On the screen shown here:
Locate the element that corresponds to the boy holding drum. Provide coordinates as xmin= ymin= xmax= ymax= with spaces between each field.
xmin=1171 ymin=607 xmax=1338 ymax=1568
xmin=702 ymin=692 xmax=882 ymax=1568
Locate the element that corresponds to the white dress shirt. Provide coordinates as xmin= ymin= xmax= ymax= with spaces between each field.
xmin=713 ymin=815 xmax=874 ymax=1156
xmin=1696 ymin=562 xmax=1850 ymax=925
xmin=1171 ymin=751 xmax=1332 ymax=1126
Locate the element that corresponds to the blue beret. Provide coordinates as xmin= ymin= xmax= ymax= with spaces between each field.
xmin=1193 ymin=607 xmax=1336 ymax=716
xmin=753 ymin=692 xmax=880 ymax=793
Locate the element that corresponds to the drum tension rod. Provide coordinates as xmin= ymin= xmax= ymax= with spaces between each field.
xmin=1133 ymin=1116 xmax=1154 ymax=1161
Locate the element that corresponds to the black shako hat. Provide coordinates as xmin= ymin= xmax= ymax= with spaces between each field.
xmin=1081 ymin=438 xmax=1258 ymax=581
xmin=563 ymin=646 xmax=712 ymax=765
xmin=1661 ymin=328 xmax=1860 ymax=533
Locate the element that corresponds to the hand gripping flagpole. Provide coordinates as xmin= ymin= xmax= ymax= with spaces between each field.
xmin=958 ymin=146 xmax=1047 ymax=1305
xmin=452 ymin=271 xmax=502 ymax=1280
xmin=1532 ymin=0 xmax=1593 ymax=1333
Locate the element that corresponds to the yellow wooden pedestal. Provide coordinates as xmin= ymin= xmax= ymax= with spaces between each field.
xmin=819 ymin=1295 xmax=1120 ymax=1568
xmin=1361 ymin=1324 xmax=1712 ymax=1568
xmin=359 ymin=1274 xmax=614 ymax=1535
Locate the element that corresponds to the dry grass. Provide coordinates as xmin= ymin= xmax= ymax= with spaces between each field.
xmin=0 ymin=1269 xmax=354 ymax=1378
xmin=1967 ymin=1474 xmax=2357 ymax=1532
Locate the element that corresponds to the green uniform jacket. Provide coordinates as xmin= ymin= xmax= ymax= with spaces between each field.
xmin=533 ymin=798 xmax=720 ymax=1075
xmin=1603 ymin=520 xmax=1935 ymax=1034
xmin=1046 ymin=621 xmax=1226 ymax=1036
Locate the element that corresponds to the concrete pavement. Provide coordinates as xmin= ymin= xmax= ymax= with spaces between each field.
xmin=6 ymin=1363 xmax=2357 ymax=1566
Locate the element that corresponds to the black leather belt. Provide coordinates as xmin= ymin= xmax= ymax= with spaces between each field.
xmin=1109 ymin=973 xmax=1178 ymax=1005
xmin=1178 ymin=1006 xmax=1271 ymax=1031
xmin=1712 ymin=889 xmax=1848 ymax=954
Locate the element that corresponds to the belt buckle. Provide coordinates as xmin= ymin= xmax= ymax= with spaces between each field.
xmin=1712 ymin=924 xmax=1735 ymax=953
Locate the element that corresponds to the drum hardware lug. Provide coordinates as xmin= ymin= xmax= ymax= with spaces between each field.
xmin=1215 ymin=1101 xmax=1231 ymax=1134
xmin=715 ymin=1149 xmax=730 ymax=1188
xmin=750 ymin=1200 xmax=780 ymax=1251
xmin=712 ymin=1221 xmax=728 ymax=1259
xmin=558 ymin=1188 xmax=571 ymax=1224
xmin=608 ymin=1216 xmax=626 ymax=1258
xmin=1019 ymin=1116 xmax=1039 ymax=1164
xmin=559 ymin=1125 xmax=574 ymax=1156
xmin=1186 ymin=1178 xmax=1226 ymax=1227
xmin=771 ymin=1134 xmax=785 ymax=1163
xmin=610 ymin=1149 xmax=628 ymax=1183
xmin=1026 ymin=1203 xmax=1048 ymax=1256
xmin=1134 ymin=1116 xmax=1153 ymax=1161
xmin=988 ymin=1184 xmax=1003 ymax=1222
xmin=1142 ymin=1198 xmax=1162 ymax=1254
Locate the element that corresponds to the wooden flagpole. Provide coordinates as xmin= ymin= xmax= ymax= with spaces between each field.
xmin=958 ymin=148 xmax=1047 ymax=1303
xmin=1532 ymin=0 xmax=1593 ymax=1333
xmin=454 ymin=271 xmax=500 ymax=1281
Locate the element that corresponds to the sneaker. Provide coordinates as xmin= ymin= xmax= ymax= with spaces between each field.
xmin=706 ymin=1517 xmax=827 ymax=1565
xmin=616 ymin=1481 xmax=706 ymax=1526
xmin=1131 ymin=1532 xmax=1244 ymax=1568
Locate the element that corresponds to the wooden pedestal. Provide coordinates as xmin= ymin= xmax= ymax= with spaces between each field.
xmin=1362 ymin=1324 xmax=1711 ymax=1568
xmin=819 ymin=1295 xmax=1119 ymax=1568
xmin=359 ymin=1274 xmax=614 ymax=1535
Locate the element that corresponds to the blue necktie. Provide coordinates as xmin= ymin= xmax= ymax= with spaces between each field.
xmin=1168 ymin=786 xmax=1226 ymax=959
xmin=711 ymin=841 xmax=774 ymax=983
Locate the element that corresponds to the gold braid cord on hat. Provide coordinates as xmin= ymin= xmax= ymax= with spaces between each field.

*Directions for this task*: The whole listing must be reproduced exactly. Do not skip a line.

*Response*:
On the screen shown here:
Locate the element that corresponds to the boy holding drum. Provide coordinates as xmin= ymin= xmax= ymax= with spaces between each field.
xmin=1171 ymin=607 xmax=1338 ymax=1568
xmin=702 ymin=692 xmax=882 ymax=1568
Locate the element that corresponds to the white dress shirt. Provide coordinates as xmin= ymin= xmax= ymax= with spaces between each field.
xmin=713 ymin=815 xmax=874 ymax=1156
xmin=1696 ymin=562 xmax=1850 ymax=925
xmin=1171 ymin=751 xmax=1332 ymax=1126
Locate the element that corresponds to the blue beret. Provide coordinates as xmin= ymin= xmax= ymax= with spaces between each field.
xmin=1193 ymin=607 xmax=1336 ymax=716
xmin=753 ymin=692 xmax=880 ymax=793
Locate the element that corresponds to the drum tension rod. Provide coordinates as xmin= ymin= xmax= ymax= with spaces between each field.
xmin=1133 ymin=1116 xmax=1154 ymax=1161
Locate the element that corresponds to the black shako hat. Provide coordinates as xmin= ymin= xmax= ymax= with spaces between each field.
xmin=1081 ymin=438 xmax=1258 ymax=581
xmin=563 ymin=646 xmax=712 ymax=765
xmin=1661 ymin=328 xmax=1860 ymax=533
Locate the element that corresponds to the hand gripping flagpole. Provide coordinates as xmin= ymin= xmax= ymax= with spaces between each field.
xmin=958 ymin=146 xmax=1047 ymax=1305
xmin=452 ymin=271 xmax=502 ymax=1280
xmin=1532 ymin=0 xmax=1593 ymax=1333
Locate the element that corresponds to the yellow wooden pedestal. Provide coordinates as xmin= ymin= xmax= ymax= with spaces between each field.
xmin=819 ymin=1295 xmax=1120 ymax=1568
xmin=1361 ymin=1324 xmax=1712 ymax=1568
xmin=359 ymin=1274 xmax=614 ymax=1535
Locate the element that corresponds to the dry grass. Provide coordinates as xmin= ymin= xmax= ymax= with spaces between each field.
xmin=0 ymin=1269 xmax=354 ymax=1378
xmin=1967 ymin=1474 xmax=2357 ymax=1532
Locate the element that corresponds to the green uniform jacket. Provide coordinates as xmin= ymin= xmax= ymax= with spaces between each field.
xmin=533 ymin=798 xmax=720 ymax=1075
xmin=1603 ymin=520 xmax=1935 ymax=1034
xmin=1046 ymin=621 xmax=1226 ymax=1036
Locate the element that corresponds to the concrete pavement. Provide coordinates as xmin= ymin= xmax= ymax= with spaces between each field.
xmin=6 ymin=1363 xmax=2357 ymax=1566
Locate the element that corresponds to the black leather belt. Provide coordinates as xmin= ymin= xmax= ymax= with spaces between each field.
xmin=1109 ymin=973 xmax=1178 ymax=1005
xmin=1178 ymin=1006 xmax=1271 ymax=1031
xmin=1712 ymin=889 xmax=1848 ymax=954
Locate the element that corresponds to the belt buckle. Provide coordinates as xmin= ymin= xmax= ymax= with spaces between each field.
xmin=1712 ymin=924 xmax=1735 ymax=953
Locate the element that corresponds to the drum hardware lug. Provide coordinates as xmin= ymin= xmax= ymax= with spaces between each field.
xmin=1215 ymin=1101 xmax=1231 ymax=1134
xmin=715 ymin=1149 xmax=730 ymax=1188
xmin=750 ymin=1200 xmax=780 ymax=1251
xmin=712 ymin=1221 xmax=728 ymax=1259
xmin=558 ymin=1188 xmax=571 ymax=1224
xmin=608 ymin=1216 xmax=626 ymax=1258
xmin=1019 ymin=1116 xmax=1039 ymax=1164
xmin=559 ymin=1125 xmax=574 ymax=1156
xmin=1186 ymin=1178 xmax=1226 ymax=1227
xmin=771 ymin=1134 xmax=785 ymax=1163
xmin=610 ymin=1149 xmax=628 ymax=1183
xmin=1026 ymin=1203 xmax=1048 ymax=1256
xmin=1134 ymin=1116 xmax=1153 ymax=1161
xmin=988 ymin=1184 xmax=1003 ymax=1222
xmin=1142 ymin=1198 xmax=1162 ymax=1254
Locate the element that corresponds to the wooden flagpole. Provide coordinates as xmin= ymin= xmax= ymax= with spaces between each field.
xmin=958 ymin=148 xmax=1047 ymax=1303
xmin=1532 ymin=0 xmax=1593 ymax=1333
xmin=454 ymin=271 xmax=500 ymax=1281
Locate the element that corresponds to the sneaker. Provide coordinates as xmin= ymin= xmax= ymax= with spaces between each field.
xmin=706 ymin=1517 xmax=827 ymax=1565
xmin=616 ymin=1481 xmax=706 ymax=1526
xmin=1131 ymin=1532 xmax=1244 ymax=1568
Locate the element that corresponds to the wooden pedestal. Provide coordinates as xmin= ymin= xmax= ymax= with spaces between each field.
xmin=1362 ymin=1324 xmax=1711 ymax=1568
xmin=819 ymin=1295 xmax=1119 ymax=1568
xmin=359 ymin=1274 xmax=614 ymax=1535
Locate the element that corresponds to the blue necktie. Provide coordinates as xmin= ymin= xmax= ymax= with spaces between each field.
xmin=1168 ymin=786 xmax=1226 ymax=959
xmin=711 ymin=841 xmax=774 ymax=983
Locate the element that corresponds to the gold braid cord on hat. Provide coordinates as xmin= ymin= xmax= ymax= with spaces between each field.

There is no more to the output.